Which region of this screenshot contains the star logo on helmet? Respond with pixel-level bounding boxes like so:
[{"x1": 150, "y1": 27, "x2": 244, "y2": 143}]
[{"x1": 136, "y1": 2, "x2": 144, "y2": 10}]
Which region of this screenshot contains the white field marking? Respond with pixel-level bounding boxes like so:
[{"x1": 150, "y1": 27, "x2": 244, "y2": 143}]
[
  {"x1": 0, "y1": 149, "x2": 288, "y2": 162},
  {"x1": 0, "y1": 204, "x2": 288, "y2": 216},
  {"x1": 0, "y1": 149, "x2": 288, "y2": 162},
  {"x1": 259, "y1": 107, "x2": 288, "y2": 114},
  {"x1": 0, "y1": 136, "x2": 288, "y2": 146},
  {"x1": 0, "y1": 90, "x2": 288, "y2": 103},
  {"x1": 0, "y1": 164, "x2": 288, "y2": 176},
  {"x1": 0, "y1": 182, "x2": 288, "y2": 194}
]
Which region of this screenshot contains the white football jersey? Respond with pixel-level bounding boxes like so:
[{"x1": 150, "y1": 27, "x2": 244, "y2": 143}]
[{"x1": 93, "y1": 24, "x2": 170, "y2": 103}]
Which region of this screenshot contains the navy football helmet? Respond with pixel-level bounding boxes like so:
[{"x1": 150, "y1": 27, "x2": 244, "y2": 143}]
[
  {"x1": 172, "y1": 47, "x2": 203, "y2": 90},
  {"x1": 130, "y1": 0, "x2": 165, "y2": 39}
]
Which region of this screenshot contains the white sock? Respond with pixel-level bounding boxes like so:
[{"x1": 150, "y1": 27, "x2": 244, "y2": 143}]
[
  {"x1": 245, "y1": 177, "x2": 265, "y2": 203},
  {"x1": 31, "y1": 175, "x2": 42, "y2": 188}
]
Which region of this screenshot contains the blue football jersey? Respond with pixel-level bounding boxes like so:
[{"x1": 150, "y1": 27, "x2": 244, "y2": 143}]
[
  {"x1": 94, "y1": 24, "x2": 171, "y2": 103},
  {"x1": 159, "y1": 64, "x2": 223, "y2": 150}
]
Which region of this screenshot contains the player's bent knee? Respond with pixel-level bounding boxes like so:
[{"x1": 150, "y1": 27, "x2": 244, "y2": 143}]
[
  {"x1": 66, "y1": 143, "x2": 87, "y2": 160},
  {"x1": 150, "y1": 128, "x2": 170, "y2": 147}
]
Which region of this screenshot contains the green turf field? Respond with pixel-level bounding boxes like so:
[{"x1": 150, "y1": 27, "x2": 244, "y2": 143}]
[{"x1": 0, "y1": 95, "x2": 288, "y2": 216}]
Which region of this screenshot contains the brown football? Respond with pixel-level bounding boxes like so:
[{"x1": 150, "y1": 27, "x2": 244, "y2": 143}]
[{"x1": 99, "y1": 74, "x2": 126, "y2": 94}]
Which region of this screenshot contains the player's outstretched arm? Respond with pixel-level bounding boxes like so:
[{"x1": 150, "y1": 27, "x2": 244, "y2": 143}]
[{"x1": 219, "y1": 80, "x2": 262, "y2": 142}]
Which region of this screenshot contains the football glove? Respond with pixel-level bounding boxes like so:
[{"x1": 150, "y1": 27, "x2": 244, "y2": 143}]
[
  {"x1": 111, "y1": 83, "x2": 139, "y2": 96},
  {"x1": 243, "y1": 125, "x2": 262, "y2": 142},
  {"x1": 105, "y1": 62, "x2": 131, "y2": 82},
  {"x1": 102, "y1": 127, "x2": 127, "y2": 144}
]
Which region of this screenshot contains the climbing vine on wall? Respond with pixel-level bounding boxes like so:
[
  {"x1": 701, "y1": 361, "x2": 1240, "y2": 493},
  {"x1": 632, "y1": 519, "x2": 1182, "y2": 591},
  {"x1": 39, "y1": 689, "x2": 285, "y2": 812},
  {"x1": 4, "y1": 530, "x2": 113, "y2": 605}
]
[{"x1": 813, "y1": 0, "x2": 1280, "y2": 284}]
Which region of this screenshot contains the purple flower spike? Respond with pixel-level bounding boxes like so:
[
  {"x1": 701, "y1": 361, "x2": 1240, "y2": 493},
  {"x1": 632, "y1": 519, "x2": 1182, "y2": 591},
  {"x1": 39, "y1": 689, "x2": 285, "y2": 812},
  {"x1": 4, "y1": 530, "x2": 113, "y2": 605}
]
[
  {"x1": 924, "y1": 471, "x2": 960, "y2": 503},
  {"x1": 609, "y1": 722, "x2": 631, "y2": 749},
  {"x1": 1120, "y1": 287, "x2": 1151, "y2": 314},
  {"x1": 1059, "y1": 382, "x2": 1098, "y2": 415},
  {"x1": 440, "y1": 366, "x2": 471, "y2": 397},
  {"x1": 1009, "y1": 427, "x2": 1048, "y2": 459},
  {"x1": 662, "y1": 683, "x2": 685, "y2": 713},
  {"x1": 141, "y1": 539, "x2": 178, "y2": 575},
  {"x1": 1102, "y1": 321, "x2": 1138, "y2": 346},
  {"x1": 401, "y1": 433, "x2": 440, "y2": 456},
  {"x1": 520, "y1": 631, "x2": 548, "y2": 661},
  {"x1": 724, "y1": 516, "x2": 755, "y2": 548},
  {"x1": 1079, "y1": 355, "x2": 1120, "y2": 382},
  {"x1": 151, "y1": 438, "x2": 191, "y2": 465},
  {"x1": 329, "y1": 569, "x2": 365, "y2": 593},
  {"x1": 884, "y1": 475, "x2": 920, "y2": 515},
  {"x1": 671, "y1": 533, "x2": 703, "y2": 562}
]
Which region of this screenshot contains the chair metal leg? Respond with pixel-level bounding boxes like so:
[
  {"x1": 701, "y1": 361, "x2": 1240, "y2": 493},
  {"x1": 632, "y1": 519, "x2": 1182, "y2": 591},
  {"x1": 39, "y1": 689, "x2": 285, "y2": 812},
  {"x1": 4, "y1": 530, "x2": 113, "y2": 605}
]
^^^^^^^^^^^^^^^^
### Brief
Show every line of the items above that contains the word "white".

### Written solution
Which region of this screenshot contains the white field marking? Respond with pixel-level bounding boxes like so:
Which region of this screenshot contains the white football jersey? Respond with pixel-level bounding boxes like so:
Which region of this screenshot contains the white sock? Respond with pixel-level bounding boxes like so:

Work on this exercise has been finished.